- **What to work on**: Carry none of the pictures over; write out the complete data exactly.

[Rows from a pointing dataset]
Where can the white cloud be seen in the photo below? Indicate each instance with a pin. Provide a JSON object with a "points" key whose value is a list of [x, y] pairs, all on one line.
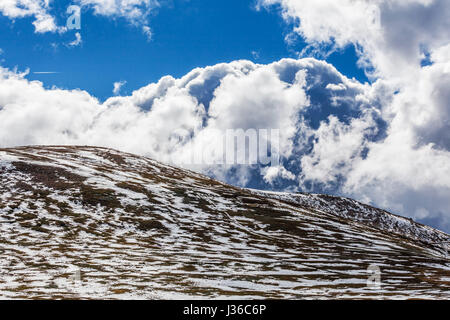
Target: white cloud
{"points": [[39, 9], [135, 12], [359, 140], [408, 170]]}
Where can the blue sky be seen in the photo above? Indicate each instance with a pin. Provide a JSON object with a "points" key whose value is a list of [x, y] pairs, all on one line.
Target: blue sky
{"points": [[186, 35], [385, 142]]}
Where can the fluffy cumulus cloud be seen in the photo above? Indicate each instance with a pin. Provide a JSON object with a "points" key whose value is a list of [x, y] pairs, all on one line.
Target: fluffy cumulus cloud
{"points": [[386, 143], [134, 11], [38, 9], [408, 170]]}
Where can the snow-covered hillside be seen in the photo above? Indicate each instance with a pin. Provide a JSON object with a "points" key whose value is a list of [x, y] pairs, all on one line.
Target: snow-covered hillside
{"points": [[85, 222]]}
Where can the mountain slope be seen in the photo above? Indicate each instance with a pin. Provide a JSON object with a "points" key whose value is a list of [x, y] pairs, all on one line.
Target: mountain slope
{"points": [[84, 222]]}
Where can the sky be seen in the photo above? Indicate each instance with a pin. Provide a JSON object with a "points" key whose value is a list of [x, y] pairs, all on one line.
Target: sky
{"points": [[185, 35], [359, 90]]}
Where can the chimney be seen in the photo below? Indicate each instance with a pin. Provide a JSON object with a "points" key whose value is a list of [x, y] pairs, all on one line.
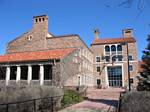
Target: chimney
{"points": [[96, 33], [40, 23], [127, 32]]}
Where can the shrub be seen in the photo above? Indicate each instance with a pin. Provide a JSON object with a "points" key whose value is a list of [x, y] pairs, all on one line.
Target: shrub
{"points": [[20, 94], [136, 102], [71, 97]]}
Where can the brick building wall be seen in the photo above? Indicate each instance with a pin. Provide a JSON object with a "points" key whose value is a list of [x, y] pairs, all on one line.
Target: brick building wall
{"points": [[38, 38], [99, 51]]}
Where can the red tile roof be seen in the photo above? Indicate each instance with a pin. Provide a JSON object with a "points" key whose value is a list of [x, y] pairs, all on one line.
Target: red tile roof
{"points": [[37, 55], [113, 40], [140, 64]]}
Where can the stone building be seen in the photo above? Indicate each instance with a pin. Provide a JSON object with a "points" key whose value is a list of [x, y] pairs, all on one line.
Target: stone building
{"points": [[111, 57], [38, 56]]}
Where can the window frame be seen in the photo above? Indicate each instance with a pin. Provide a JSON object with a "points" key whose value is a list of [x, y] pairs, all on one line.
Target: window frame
{"points": [[130, 59], [130, 68], [98, 70], [99, 59]]}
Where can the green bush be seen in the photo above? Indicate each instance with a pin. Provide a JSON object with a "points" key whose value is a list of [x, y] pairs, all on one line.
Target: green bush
{"points": [[136, 102], [20, 94], [71, 97]]}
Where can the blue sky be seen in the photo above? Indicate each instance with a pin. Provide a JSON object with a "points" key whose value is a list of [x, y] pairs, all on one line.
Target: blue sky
{"points": [[74, 17]]}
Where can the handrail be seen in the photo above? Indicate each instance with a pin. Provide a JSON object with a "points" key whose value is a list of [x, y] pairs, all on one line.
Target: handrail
{"points": [[29, 100]]}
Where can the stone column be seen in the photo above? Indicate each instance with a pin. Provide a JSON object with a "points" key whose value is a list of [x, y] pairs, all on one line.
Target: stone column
{"points": [[29, 73], [41, 74], [18, 74], [7, 75]]}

- **Task answer**:
Where can the white cloud be seen in the photo below? Indicate each instance with a pin. Provide a JSON object with a "points" key whose value is a list of [x, y] pairs, all on one line.
Target: white cloud
{"points": [[39, 9], [135, 12], [359, 140], [408, 170]]}
Where can the blue sky be seen in the photo above? Indicate each instance with a pin. Provide a JSON object with a "points" key whose value is a list of [x, y] pairs, all on one line.
Target: blue sky
{"points": [[186, 35], [385, 142]]}
Where can the fluffy cumulus cloud be seen in the photo above? Indicate each instance with a pin. Provide a JSON object with a "points" key whose value is a list of [x, y] pairs, all on one line.
Target: fluffy cumulus cloud
{"points": [[386, 143], [134, 11], [38, 9], [408, 170]]}
Where can the snow-covered hillside be seen in the photo above? Indicate each instance with a pin. Provide a JSON object with a "points" key whose value is a list of [x, y] pairs, all on one line.
Target: snow-covered hillside
{"points": [[85, 222]]}
Where can the mountain slope be seen in the photo above? Indicate each instance with a pin. Provide a JSON object with a "points" key whose value is a list of [x, y] pairs, all on one line.
Target: mountain slope
{"points": [[84, 222]]}
Where can the sky be seen in the photo above? Indicate each instance with a pin. Provide a JSON object with a "points" key whose value is a list of [x, y] pairs, all on one line.
Target: sky
{"points": [[185, 35], [359, 90]]}
Where can the chimney be seen in the photo below? Indicate each instance with a pin. Provide a JSON object with a "points" key whose value is a list of [x, y] pairs, all on one line.
Target: chimney
{"points": [[96, 33], [40, 23], [127, 32]]}
Where can the shrub be seen in the photo above? Indicate each instance with a pin. Provide a JSON object with a "points" key whose value is a list of [x, y] pairs, all on one line.
Target: shrub
{"points": [[20, 94], [136, 102], [71, 97]]}
Where can the brick building wall be seen in the photo above? Indicate each instance with a pin. Provide a JSON object with a "points" key whose value is a list of [x, y] pairs, all on one line.
Target: brick building wall
{"points": [[38, 38], [99, 51]]}
Where can the red tile roof be seen in the photo above? Indicate each instance with a pin. Provide a JSON object with a "points" key whose value is a list of [x, y] pairs, all on one line.
Target: red tile roof
{"points": [[37, 55], [113, 40], [140, 64]]}
Where can the stone building be seen in the photo above? Indicate each instance with a pin. Provide a JSON object with a "points" key whose value is a list of [x, y] pairs, all on one line.
Target: stone building
{"points": [[111, 57], [38, 56]]}
Where can the window frame be seen in the photo above? Indicate each instance with a pin. Provide a JSON object with a "points" key whose value is a list of [x, y] pairs, all on one line.
Target: window frame
{"points": [[130, 59], [130, 68], [98, 70], [99, 59]]}
Where can the green bush be seen in the photo above? Indicate each instance with a pin. Provide a JSON object with a "points" key whose value is a list of [x, y] pairs, all on one line.
Target: green bush
{"points": [[136, 102], [20, 94], [71, 97]]}
Where can the blue sky be seen in the photo above? Indicate each instance with a pin. Provide a JSON object with a "points" key whose value is a list of [x, y] pairs, all on one line.
Target: blue sky
{"points": [[74, 17]]}
Where can the handrail be seen in the photo above? Indicate each instance with a pin. Provide a JSON object with a "points" key whose value is a list of [x, y] pairs, all on one line.
Target: handrail
{"points": [[29, 100]]}
Where can the stone column be seen in the photo above? Indicate each instance with a pin. Provide a JSON object with a "points" key whose value is a list of [x, y] pairs, all on one line.
Target: stone column
{"points": [[29, 73], [41, 74], [18, 74], [7, 75]]}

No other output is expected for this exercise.